Brief A: Which databases does the Evidence launch post say Evidence supports?
Brief B: Pull out every line in the rows below that contains the string "wall".

Passage:
* * * * * * * * *
Launch HN: Evidence (YC S21) – Web framework for data analysts
In Evidence, pages are markdown documents. When you write SQL inside that markdown, the SQL runs against your database (we support BigQuery, Snowflake, and Postgres - with more to come). You can reference the results of those queries using a simple templating syntax, which you can use to inline query results into text or to generate report sections from a query. Evidence also includes a component library that lets you do things like add charts and graphs (driven by your queries) by writing declarative tags like: <LineChart />
How is it different? Most BI tools use a no-code drag-and-drop interface. Analysts click around to build their queries, set up their charts etc. and then they drag them into place onto a dashboard. To stick with the analogy, if Evidence is Hugo, most BI tools are Squarespace. BI tools are built that way because they assume that data analysts are non-technical. In our experience, that assumption is no longer correct. Data analysts increasingly want tools that let them adopt software engineering practices like version control, testing, and abstraction.
When everything is under version control, you are less likely to ship an incorrect report. When you can write a for loop, you can show sections for each region, product-line etc., instead of asking your users to engage with a filter interface. When you can abstract a piece of analysis into a reusable component, you don’t have to maintain the same content in multiple places. Basically, we’re providing the fundamentals of programming in a way that analysts can easily make use of.
* * * * * * * * *
(Stored items from a collection)
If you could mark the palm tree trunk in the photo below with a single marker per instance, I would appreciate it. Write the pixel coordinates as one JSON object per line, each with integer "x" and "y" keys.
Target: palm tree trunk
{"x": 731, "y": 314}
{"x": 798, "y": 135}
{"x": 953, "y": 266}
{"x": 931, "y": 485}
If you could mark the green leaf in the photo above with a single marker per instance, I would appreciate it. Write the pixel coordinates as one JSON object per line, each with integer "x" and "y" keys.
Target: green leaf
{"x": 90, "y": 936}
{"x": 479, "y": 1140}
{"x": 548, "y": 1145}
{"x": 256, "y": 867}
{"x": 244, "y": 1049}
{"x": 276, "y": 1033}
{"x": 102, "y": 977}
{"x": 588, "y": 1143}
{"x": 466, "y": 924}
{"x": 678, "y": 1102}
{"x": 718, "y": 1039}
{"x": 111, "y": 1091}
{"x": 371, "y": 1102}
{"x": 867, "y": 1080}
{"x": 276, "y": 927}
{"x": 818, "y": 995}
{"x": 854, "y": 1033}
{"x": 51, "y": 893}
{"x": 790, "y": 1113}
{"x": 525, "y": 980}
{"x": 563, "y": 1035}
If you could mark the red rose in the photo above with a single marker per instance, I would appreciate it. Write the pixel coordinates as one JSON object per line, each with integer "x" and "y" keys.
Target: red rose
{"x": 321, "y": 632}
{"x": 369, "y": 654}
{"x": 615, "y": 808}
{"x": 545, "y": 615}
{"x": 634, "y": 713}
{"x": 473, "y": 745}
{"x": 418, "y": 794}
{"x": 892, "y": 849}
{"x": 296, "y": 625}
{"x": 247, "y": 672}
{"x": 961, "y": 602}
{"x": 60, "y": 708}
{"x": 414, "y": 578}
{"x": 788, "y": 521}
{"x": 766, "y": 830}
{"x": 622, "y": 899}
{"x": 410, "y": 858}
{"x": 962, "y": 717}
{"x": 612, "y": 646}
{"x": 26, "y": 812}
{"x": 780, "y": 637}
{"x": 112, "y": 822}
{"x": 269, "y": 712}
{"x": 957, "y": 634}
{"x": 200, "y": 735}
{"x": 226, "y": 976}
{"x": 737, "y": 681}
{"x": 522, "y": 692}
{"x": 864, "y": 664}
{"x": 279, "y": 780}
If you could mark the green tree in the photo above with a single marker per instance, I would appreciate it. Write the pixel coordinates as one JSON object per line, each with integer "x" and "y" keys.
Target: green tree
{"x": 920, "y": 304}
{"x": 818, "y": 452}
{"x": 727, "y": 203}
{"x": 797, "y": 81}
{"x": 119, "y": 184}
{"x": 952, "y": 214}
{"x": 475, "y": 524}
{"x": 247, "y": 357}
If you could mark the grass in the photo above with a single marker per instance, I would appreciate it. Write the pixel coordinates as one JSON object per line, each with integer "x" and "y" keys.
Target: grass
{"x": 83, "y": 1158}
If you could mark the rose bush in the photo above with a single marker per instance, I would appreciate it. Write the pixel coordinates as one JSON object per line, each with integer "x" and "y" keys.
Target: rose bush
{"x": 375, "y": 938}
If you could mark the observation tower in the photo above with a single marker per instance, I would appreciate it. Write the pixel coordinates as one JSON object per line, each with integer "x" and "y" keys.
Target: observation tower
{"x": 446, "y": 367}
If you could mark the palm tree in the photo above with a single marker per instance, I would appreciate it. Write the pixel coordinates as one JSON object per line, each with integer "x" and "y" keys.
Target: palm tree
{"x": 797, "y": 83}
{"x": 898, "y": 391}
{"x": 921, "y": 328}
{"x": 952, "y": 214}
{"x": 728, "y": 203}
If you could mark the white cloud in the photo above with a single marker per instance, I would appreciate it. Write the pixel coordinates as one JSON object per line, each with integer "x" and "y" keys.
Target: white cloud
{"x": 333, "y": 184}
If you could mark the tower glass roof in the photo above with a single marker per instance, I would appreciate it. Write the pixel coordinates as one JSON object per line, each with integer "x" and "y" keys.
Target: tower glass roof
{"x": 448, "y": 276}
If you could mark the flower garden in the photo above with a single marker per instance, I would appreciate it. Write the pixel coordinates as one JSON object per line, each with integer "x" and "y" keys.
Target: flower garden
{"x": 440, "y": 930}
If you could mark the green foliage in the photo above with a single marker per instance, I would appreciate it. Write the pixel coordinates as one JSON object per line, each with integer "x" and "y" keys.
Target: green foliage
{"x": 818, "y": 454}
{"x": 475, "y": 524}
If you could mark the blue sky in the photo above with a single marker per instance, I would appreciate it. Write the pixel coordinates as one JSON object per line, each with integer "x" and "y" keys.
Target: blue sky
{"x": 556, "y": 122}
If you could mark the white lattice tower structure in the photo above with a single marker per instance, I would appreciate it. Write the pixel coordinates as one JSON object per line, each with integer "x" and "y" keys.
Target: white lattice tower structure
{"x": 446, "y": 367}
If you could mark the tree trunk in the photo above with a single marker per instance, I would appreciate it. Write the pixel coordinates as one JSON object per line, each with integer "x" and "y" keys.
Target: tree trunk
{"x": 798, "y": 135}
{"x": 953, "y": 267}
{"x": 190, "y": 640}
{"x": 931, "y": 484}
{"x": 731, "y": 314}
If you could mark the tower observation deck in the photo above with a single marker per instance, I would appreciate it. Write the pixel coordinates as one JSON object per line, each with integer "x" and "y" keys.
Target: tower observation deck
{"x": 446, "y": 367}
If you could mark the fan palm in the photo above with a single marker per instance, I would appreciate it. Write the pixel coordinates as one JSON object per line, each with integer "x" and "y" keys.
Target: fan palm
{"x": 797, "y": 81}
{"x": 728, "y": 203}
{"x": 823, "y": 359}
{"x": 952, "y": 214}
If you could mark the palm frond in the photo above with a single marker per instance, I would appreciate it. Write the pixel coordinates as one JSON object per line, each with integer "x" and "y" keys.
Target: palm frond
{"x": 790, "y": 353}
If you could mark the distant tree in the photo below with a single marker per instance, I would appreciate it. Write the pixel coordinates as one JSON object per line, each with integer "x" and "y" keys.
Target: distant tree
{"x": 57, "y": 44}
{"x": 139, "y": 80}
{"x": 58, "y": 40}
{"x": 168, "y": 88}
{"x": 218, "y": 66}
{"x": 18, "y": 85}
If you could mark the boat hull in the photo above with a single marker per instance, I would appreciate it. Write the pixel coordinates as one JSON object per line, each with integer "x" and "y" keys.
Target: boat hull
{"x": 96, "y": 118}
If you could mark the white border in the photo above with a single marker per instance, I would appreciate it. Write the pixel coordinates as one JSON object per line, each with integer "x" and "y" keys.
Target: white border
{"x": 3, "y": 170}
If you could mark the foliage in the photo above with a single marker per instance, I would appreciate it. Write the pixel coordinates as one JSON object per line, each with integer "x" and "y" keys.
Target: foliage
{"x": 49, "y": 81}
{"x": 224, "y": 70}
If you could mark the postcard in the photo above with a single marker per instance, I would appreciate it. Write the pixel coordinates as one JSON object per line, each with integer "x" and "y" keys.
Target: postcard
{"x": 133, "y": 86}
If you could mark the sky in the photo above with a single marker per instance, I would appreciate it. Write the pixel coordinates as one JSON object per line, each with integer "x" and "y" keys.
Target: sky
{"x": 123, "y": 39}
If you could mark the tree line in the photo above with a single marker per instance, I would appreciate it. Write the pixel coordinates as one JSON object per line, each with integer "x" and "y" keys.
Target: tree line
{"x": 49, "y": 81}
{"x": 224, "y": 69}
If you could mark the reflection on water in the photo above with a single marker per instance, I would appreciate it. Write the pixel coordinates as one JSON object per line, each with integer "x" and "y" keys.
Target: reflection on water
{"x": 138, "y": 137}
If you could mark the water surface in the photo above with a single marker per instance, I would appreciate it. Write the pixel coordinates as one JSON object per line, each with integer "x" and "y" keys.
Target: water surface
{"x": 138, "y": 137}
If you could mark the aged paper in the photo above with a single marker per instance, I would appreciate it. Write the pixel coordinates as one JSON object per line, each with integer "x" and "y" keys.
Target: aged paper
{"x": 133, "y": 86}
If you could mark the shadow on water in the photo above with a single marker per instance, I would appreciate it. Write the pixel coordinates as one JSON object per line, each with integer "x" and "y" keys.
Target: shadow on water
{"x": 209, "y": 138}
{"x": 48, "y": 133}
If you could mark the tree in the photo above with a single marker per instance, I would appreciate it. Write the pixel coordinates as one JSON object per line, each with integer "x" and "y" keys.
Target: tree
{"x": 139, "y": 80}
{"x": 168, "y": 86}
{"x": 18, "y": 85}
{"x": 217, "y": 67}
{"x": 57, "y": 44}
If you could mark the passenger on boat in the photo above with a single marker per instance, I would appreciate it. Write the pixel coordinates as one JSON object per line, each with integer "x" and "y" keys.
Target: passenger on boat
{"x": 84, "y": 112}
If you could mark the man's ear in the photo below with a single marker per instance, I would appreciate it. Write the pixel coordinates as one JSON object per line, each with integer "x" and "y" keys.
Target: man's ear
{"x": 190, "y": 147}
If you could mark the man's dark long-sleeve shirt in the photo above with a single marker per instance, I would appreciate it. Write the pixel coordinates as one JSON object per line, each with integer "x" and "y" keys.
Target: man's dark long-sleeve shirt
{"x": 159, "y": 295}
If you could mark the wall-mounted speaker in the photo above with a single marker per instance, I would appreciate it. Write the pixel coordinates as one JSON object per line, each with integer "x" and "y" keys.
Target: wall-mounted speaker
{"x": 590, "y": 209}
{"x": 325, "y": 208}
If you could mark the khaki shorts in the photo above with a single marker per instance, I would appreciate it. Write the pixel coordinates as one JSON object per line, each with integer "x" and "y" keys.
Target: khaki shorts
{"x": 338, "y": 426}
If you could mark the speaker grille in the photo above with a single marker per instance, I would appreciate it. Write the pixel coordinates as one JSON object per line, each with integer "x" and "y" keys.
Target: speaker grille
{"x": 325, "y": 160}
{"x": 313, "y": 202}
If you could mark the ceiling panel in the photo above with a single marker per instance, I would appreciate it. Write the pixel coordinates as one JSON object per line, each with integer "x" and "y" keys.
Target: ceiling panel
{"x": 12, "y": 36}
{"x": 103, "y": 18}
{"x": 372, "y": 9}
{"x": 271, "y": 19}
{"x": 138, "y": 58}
* * * * * * * * *
Response A: BigQuery, Snowflake, and Postgres.

Response B:
If you could mark the wall-mounted speaker in the photo above with a single marker per instance, I would appreciate it. Write the pixel coordinates as one JSON object per line, each with integer "x" and "y" keys.
Target: wall-mounted speaker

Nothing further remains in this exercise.